Mozarts “Così fan tutte” in der Staatsoper Hannover
Der Abend fing ziemlich gut an. Mal abgesehen von einer überhastet gespielten und dementsprechend ungenauen Ouvertüre. Denn endlich nahm mal wieder ein Regisseur, und von Martin G. Berger hätte man auch nichts anderes erwartet, diese sicherlich schwierigste Mozart-Oper wirklich ernst. Kein vorwiegend heiter und lustiges Spiel um Liebe und Treue war hier zu sehen, sondern eine Art Paar-Therapie mit doch recht bösen Folgen.
Martin G. Berger geht davon aus, dass sich alle drei Paare, also auch Despina und Don Alfonso schon seit Kindesbeinen kennen, und jetzt begleitet und verfolgt von den Foto-Alben aus ihrer Kindheit zu einem Therapie-Wochenende zusammen kommen. Man trinkt und singt gemeinsam, Regisseur und Dirigent Michele Spotti haben da musikalisch einiges umarrangiert, und man gelangt verblüffenderweise schon bald, nur mit Badetüchern bekleidet, ohne viel Geschwurbel und Verkleidungsspuk in den “neuen” Paar-Konstellationen: Dorabella + Guglielmo bzw. Ferrando + Fiordiligi. Das ist fraglos ein böses Erwachen, wenn sich die vier zwischen den auf und ab fahrenden Leuchtstäben gegenüberstehen. Das Kind von Dorabella und Ferrando, ebenfalls hinzuerfunden, platzt mit kriegerischer Atttitüde auch noch hinein, nach dem Motto, Kinder können für Ehestress sorgen. Und für den Moment ist es eine peinliche Steigerung. Kein Wunder also, dass die Damen spontan beschließen, abzureisen, und die beiden Herren alles daran setzen, diese kleinen Seitensprünge ungeschehen zu machen. Ein interessanter Ansatz, bei dem die Männer nicht wie sonst handlungsgetreu die Frauen zu verführen suchen, sondern eine Art Rück-Eroberung versucht wird.

------------------------------

→ **Aufgaben**:
A - Beantworte die folgenden Fragen zur Opernkritik und kennzeichne deine Antworten ebenso mit (i), (ii), (iii).
(i) Wie wird die Ouvertüre beschrieben?
(ii) Wer dirigiert die Aufführung?
(iii) Welche neuen Paar-Konstellationen ergeben sich?
B - Setze die Opernkritik bitte im Anschluss an ihren letzten Satz fort.
Die Datensätze haben mit der Opernkritik nichts zu tun.

→ **Ausgewählte Daten**:

------------------------------

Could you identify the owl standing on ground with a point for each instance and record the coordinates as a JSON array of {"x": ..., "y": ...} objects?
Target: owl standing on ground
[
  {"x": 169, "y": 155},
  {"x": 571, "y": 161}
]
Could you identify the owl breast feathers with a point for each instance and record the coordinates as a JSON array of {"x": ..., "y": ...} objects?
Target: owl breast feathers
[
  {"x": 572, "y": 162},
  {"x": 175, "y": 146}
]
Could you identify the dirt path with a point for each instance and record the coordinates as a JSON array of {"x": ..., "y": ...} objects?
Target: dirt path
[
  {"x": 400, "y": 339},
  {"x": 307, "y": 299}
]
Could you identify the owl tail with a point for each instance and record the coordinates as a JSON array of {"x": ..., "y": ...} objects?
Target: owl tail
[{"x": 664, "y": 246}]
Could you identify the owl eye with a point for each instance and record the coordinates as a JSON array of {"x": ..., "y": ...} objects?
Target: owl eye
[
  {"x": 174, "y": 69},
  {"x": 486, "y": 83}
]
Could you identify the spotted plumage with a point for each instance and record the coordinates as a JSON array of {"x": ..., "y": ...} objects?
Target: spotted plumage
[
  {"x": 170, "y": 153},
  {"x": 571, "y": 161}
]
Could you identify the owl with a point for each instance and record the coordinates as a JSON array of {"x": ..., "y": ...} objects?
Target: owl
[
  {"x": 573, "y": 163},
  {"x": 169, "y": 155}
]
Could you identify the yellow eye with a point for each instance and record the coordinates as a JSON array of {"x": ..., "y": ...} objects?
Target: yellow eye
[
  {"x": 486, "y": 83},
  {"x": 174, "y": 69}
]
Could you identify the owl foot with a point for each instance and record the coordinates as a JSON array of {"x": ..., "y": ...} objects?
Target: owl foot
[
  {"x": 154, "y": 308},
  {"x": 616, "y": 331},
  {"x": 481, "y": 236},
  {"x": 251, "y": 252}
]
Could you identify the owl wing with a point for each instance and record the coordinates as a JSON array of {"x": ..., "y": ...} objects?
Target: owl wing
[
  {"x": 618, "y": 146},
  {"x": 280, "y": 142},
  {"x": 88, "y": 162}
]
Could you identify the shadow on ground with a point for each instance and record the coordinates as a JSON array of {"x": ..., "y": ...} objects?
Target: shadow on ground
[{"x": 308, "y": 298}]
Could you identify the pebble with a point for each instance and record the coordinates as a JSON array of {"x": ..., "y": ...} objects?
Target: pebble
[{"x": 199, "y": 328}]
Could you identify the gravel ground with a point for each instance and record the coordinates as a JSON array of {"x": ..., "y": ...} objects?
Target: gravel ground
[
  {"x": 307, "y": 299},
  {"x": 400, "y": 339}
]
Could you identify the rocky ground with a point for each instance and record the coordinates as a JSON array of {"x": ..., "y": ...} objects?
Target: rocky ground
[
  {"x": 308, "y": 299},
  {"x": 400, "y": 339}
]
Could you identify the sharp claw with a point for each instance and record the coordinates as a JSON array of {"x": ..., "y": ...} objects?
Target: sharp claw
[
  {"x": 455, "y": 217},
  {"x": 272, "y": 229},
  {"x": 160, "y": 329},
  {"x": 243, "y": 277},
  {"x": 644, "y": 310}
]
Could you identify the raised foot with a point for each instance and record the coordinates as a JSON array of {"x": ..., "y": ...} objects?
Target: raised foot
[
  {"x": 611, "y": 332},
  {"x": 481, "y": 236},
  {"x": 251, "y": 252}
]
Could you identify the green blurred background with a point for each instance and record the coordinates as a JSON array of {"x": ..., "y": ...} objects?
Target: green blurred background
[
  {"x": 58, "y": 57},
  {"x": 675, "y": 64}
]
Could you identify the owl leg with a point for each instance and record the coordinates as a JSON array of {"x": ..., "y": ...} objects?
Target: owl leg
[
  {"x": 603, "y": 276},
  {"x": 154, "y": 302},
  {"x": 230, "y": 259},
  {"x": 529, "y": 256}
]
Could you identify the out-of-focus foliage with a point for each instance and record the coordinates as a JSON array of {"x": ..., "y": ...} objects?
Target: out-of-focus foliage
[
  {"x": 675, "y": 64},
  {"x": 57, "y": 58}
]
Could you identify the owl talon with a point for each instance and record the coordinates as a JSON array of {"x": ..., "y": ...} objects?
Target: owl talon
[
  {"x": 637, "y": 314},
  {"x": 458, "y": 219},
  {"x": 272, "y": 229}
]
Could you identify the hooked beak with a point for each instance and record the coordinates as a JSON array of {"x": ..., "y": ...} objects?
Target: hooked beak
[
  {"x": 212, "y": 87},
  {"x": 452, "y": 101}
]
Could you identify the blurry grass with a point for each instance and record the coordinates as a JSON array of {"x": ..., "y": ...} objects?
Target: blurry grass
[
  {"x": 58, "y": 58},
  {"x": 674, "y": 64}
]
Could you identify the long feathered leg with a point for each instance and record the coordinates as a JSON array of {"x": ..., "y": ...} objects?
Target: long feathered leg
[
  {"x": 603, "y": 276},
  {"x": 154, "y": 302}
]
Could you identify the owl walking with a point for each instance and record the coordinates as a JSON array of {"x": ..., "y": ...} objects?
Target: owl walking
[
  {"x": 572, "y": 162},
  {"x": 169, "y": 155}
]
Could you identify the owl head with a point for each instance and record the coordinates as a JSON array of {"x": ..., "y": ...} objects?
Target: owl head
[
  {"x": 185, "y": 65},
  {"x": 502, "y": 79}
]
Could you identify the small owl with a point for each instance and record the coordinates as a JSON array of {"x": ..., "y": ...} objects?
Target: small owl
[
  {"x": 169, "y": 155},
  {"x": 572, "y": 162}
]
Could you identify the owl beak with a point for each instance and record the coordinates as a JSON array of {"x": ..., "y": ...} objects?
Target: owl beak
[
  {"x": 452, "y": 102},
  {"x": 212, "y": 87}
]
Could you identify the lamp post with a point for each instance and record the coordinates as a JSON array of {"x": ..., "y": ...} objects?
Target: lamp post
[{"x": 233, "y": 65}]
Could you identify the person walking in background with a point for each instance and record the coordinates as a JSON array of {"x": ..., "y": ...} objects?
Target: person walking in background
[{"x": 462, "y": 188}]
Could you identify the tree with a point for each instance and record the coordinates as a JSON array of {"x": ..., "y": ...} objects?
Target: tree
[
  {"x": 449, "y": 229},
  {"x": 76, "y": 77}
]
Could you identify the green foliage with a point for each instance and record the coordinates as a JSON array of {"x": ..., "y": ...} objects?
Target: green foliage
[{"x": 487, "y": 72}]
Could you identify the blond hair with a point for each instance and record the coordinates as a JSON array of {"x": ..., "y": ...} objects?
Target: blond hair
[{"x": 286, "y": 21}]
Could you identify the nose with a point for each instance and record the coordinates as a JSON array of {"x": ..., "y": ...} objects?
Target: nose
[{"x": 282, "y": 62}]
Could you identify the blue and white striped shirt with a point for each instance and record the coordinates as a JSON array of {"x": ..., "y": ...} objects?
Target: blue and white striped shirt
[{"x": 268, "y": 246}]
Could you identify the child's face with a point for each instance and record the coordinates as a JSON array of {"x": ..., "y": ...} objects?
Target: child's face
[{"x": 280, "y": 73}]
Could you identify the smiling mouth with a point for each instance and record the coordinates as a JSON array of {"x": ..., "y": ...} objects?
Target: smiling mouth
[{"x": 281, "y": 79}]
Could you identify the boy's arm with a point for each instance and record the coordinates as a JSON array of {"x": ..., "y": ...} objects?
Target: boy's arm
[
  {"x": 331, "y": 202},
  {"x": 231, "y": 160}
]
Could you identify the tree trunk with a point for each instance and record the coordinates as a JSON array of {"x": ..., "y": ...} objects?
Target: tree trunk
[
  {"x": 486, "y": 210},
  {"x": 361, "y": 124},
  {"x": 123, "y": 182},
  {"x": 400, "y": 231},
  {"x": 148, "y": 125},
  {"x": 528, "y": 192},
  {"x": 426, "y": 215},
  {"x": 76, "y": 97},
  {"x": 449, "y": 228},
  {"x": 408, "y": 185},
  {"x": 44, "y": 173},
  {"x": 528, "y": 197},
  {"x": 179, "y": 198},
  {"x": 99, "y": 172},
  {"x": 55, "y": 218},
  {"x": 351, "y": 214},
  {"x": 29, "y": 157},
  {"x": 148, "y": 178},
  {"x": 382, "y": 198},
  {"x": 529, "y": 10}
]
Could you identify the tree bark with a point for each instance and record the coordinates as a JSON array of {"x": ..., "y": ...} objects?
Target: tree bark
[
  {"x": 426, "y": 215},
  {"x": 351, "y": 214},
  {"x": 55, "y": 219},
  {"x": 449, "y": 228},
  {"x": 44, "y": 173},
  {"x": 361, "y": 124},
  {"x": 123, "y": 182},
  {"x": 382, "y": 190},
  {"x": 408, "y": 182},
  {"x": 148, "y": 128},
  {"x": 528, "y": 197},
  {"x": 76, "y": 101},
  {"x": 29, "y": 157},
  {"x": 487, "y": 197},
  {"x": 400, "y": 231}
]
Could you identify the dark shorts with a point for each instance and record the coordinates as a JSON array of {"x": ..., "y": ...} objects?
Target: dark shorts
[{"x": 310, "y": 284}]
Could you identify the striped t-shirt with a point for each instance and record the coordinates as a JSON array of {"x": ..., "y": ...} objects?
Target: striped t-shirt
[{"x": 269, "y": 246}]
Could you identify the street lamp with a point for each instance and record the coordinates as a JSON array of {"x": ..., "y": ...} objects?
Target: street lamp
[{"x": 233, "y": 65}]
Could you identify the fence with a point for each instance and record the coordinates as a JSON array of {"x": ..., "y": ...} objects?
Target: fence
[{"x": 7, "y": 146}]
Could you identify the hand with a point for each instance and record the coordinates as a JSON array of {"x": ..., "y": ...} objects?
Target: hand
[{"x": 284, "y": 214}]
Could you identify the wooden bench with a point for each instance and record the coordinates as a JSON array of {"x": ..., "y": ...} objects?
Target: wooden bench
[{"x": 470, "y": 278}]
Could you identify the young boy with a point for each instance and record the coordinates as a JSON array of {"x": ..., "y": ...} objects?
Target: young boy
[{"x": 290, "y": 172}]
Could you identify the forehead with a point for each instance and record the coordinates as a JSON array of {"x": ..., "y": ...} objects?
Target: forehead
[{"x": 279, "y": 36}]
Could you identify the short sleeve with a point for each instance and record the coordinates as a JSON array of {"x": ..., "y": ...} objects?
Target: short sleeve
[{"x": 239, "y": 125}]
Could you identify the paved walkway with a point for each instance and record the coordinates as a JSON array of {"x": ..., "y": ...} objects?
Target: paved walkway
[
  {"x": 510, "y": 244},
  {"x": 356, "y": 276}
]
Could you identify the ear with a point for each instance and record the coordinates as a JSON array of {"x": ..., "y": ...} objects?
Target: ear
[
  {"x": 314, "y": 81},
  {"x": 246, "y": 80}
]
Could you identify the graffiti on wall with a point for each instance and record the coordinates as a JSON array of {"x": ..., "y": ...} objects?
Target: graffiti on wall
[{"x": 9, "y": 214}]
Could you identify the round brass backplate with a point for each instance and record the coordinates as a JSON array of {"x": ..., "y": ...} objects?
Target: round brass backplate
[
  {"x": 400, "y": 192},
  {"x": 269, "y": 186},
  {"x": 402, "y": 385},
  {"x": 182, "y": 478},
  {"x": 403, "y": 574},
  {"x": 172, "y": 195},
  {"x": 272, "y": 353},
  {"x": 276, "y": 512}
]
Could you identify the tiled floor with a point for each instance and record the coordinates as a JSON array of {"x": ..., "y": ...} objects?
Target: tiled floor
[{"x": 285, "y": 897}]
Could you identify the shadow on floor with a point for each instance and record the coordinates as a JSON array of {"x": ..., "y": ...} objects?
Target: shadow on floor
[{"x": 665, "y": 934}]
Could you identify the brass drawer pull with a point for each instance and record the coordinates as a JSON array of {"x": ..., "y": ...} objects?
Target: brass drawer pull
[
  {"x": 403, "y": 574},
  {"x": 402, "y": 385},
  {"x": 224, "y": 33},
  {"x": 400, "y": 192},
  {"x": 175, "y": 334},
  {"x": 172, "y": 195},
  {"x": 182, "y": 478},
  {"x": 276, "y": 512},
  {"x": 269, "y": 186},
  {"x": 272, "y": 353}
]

------------------------------

→ **Antworten je Aufgabe**:
A -
(i) Überhastet gespielt und dementsprechend ungenau.
(ii) Michele Spotti.
(iii) Dorabella mit Guglielmo und Ferrando mit Fiordiligi.

B -
Doch dann verließ Martin G. Berger anscheinend doch der Mut, dieses Experiment auch wirklich konsequent weiter zu verfolgen. Denn im Handumdrehen kamen wie im Original Gift, Ohnmacht und die vermeintliche Wiederbelebung mit ins Spiel. Und Despina kehrte zudem die Krankenschwester hervor, verabreichte Rauschmittel und Drogen, alle hatten sich wieder lieb und versanken im erotischen Delirium. Eigentlich war das Stück zu diesem Zeitpunkt irgendwie außerzählt. So dass sich die Inszenierung im zweiten Akt dann doch zu sehr in der Selbstreflektion der Figuren ergeht, ständig Kindheitserinnerungen mittels riesiger Teddybären geschürt werden, viele Fragen im Raum stehen, aber kaum Antworten gegeben werden und sich alle sechs Figuren am Ende wohl fragen dürften: “Welches Leben soll es denn jetzt wohl sein?” – Kein schönes Fazit, aber sehr passend zu unserer Zeit!!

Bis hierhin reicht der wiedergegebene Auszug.